#### BRIEF
Set out each of the following rows as a numbered list, omitting any blank lines.

#### STORED ROWS

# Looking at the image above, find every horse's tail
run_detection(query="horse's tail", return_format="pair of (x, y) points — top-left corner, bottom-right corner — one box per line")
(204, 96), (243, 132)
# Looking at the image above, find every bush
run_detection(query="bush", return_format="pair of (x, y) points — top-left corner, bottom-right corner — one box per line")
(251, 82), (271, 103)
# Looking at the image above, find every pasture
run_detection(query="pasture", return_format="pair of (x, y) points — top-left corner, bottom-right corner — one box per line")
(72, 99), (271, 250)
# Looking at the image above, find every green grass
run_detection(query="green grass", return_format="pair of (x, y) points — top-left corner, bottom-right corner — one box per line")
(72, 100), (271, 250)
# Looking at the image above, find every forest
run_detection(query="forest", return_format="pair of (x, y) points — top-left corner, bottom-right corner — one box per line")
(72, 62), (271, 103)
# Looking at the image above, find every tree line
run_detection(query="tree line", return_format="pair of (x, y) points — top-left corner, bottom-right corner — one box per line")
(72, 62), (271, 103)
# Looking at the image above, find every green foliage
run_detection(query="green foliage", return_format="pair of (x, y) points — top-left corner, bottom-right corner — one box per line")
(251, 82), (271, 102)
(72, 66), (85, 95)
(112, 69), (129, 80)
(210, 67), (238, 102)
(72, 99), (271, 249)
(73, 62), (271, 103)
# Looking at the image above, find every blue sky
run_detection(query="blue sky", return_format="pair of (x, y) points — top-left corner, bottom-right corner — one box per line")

#### EXERCISE RESPONSE
1. # Looking at the image above, find every horse's tail
2. run_detection(query="horse's tail", return_format="pair of (x, y) points — top-left corner, bottom-right corner — one box per line")
3. (204, 96), (243, 132)
4. # Looking at the image above, find every bush
5. run_detection(query="bush", return_format="pair of (x, y) points — top-left corner, bottom-right corner — one box per line")
6. (251, 82), (271, 103)
7. # Looking at the image above, find every pasture
8. run_detection(query="pasture", return_format="pair of (x, y) points — top-left corner, bottom-right corner — one box per line")
9. (72, 99), (271, 250)
10. # Looking at the image above, find every green grass
11. run_detection(query="green grass", return_format="pair of (x, y) points — top-left corner, bottom-right corner — one box per line")
12. (72, 100), (271, 250)
13. # Looking at the image above, find every forest
14. run_detection(query="forest", return_format="pair of (x, y) points — top-left corner, bottom-right corner — one box per line")
15. (72, 62), (271, 103)
16. # Looking at the image above, find every tree line
17. run_detection(query="tree line", return_format="pair of (x, y) points — top-left corner, bottom-right corner — one box per line")
18. (72, 62), (271, 103)
19. # Looking at the image above, find every green foliage
20. run_detection(query="green foliage", return_format="pair of (x, y) points — top-left corner, bottom-right corner — one box per line")
21. (251, 82), (271, 102)
22. (72, 66), (85, 95)
23. (112, 69), (129, 80)
24. (210, 67), (238, 102)
25. (72, 99), (271, 249)
26. (73, 62), (271, 103)
27. # Looking at the image above, find every blue sky
28. run_detection(query="blue sky", return_format="pair of (x, y) points — top-left corner, bottom-right corner — one box per line")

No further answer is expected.